◆ WHAT THE TASK REQUIRES ◆
Arrange the lines below as a JSON list of strings, one string per line and no blank lines, from the line with "Teacher note to the class: pick out the car hood" to the line with "Teacher note to the class: pick out the car door handle". Include both of those lines and nothing outside that range.

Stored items
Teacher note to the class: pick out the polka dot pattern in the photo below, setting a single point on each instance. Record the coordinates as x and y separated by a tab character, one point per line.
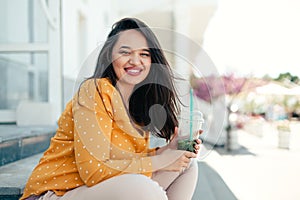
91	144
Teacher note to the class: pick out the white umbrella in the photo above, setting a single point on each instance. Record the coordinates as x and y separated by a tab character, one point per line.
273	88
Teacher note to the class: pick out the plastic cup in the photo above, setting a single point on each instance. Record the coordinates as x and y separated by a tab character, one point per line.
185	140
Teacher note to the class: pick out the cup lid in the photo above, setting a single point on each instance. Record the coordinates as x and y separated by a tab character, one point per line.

==

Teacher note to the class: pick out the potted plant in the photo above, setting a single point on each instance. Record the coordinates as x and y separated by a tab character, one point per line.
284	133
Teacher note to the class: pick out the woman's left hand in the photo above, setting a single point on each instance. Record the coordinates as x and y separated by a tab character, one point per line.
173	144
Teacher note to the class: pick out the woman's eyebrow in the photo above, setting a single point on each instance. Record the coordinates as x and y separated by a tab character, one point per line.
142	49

==

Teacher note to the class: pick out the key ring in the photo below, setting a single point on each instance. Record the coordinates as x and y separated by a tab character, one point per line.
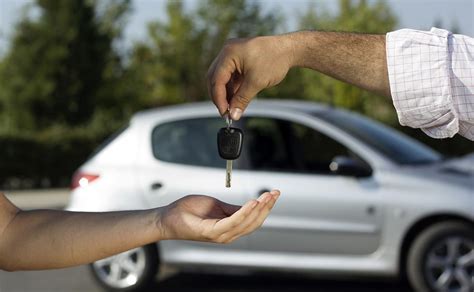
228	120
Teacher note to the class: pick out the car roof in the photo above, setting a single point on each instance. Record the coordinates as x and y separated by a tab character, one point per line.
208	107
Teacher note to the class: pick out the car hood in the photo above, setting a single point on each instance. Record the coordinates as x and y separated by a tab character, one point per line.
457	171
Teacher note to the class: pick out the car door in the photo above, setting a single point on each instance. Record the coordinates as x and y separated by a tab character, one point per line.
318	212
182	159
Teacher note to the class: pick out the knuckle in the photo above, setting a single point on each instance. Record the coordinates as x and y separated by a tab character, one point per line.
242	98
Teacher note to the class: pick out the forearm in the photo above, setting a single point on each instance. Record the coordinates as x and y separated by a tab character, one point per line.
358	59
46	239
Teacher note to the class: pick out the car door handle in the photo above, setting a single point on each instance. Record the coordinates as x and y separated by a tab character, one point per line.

◆ WRITTEN SOLUTION ◆
[
  "Teacher note to the class: pick out the car hood in the photo above, setting a single point on each instance. Record the coordinates as x and y separated by a tab character, one point per line.",
  "457\t171",
  "Teacher note to the class: pick out the car door in the photo above, setting a single point on each instance. Record the coordinates as x and y separated by a tab character, one point per line.",
  "318\t212",
  "182\t159",
  "Teacher note to the class: pick out the knuckle in the photo above, setting a single point on each instance. Record the coordinates as x and y separated by a tab character, one point per line.",
  "242\t98",
  "Teacher note to the class: pick out the forearm in the photo above, setting a single point on each instance. Record the coordinates as x and y separated by a tab character, one point per line.",
  "358\t59",
  "46\t239",
  "Teacher note to the class: pick out the car door handle in the photo above, setting a single point on each instance. Record the coordinates as x and y separated by a tab character, one point per line."
]